(Dataset excerpts)
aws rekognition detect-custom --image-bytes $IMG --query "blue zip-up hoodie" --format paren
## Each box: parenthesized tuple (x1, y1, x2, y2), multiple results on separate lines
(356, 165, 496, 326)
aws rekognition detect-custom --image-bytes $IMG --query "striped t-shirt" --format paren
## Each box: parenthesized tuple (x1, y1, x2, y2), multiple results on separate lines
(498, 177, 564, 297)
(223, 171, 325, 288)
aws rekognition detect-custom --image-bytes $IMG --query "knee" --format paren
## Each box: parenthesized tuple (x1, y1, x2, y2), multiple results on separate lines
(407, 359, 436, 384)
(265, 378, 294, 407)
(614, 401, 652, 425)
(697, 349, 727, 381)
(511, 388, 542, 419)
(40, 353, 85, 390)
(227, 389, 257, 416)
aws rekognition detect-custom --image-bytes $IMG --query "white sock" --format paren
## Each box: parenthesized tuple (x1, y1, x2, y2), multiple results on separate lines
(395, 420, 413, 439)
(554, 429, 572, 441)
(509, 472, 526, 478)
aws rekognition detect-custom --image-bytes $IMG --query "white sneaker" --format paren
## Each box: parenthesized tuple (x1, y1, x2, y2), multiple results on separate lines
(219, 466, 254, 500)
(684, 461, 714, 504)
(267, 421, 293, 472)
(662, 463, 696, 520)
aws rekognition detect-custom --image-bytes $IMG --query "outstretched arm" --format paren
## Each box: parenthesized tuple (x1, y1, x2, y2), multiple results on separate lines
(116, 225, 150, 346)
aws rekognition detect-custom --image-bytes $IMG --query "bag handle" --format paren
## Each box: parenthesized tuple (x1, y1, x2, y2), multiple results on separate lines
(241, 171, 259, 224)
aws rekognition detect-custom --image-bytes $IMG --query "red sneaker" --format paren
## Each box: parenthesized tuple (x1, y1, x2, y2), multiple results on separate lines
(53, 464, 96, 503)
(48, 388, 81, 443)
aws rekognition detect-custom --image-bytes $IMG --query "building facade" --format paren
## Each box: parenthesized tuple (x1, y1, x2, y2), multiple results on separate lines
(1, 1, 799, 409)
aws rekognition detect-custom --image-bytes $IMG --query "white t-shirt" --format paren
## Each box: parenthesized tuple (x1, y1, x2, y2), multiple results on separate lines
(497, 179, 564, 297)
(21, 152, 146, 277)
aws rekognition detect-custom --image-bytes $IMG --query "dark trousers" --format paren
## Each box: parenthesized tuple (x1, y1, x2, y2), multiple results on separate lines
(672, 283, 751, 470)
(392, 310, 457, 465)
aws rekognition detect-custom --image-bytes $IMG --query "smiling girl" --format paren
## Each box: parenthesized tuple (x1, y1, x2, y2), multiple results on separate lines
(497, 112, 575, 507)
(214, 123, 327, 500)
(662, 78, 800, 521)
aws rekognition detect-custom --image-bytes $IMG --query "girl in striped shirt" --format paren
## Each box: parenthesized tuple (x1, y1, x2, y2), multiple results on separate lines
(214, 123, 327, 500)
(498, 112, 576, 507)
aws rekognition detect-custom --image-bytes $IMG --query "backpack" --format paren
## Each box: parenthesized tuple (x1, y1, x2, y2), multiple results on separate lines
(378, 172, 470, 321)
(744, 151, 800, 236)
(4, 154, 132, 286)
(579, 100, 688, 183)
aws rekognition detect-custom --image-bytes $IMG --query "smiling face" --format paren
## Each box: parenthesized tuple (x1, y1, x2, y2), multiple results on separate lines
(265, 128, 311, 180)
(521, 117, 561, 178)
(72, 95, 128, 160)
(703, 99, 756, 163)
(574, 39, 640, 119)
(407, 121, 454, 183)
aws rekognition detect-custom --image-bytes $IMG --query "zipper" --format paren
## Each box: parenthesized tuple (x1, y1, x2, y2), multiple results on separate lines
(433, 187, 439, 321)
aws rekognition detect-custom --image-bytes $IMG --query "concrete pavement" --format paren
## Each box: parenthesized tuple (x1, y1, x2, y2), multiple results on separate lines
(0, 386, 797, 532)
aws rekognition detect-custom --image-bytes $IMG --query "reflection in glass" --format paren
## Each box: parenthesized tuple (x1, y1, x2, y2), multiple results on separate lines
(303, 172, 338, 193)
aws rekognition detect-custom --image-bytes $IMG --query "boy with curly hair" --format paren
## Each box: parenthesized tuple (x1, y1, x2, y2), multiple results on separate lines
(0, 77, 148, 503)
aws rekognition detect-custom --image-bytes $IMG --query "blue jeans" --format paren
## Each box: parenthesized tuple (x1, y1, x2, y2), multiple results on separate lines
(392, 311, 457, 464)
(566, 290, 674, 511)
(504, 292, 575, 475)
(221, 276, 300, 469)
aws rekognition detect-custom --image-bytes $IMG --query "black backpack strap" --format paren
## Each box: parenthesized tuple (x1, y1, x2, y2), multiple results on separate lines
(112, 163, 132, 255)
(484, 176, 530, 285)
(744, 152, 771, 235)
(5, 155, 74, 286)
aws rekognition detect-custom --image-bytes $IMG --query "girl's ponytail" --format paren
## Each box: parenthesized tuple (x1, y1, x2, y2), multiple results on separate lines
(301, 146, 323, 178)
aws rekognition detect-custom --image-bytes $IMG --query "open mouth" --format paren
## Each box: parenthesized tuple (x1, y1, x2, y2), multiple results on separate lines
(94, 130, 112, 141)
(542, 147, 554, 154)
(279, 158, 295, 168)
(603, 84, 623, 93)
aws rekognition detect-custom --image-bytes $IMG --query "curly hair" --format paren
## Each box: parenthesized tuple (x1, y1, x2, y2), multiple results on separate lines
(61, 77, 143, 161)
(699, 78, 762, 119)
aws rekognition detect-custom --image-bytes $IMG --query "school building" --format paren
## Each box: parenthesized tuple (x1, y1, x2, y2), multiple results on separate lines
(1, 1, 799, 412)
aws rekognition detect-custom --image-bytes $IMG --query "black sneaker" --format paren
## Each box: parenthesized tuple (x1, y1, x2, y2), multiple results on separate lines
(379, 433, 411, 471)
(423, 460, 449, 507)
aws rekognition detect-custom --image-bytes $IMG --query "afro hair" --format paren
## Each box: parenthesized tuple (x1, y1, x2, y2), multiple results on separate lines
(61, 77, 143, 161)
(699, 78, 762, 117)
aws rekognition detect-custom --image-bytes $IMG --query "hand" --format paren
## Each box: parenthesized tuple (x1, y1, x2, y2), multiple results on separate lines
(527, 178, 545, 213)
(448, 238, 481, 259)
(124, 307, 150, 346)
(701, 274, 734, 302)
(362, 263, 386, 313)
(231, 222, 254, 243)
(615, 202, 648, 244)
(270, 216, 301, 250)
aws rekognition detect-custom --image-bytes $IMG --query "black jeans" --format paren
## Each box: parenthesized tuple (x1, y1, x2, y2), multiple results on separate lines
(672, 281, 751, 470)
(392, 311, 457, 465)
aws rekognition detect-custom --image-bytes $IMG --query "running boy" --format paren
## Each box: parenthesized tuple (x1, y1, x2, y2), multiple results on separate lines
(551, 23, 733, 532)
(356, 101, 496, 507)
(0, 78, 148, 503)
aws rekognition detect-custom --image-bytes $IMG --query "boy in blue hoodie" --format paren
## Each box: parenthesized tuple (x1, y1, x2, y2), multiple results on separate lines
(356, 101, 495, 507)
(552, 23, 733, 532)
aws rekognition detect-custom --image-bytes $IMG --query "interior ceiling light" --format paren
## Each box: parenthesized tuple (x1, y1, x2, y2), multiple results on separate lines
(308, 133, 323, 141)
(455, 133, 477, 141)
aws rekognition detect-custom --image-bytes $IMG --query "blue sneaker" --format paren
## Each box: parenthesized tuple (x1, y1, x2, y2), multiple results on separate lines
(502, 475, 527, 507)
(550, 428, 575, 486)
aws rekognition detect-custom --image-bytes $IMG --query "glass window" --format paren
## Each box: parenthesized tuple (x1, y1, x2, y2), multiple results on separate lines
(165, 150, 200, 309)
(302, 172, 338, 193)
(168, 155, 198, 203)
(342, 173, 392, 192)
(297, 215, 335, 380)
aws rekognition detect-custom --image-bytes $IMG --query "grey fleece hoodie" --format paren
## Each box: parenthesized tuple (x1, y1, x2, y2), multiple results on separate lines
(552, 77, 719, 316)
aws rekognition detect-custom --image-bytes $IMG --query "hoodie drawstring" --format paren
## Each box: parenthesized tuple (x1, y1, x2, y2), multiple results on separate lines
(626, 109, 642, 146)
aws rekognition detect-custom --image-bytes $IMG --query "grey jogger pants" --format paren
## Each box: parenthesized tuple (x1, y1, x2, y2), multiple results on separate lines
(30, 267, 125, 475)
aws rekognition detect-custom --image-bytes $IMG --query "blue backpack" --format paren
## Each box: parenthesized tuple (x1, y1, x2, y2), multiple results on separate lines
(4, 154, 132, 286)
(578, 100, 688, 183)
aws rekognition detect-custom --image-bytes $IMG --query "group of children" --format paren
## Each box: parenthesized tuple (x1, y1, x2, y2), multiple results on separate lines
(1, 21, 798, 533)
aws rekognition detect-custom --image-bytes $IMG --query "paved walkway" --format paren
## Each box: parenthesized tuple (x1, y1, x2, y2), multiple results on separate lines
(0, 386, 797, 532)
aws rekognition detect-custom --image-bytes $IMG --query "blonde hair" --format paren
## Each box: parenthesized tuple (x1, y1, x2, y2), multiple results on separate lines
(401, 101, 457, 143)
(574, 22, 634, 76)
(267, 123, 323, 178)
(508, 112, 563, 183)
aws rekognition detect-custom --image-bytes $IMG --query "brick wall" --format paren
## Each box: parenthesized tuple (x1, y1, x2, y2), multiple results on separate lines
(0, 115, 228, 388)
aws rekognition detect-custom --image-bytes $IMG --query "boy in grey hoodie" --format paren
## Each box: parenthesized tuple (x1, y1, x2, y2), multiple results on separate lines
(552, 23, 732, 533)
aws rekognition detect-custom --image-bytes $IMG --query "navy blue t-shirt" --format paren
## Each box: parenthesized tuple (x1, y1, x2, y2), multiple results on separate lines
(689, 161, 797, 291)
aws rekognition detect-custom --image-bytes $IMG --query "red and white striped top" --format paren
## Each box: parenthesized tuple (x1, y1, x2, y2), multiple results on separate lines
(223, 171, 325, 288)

◆ Activity: If a line in the records includes the string "curly", copy it.

◆ Written answer:
aws rekognition detect-custom --image-bytes $IMG --query "boy with curly hair" --format paren
aws rekognition detect-custom --image-bytes $IMG --query "curly hair" --format paren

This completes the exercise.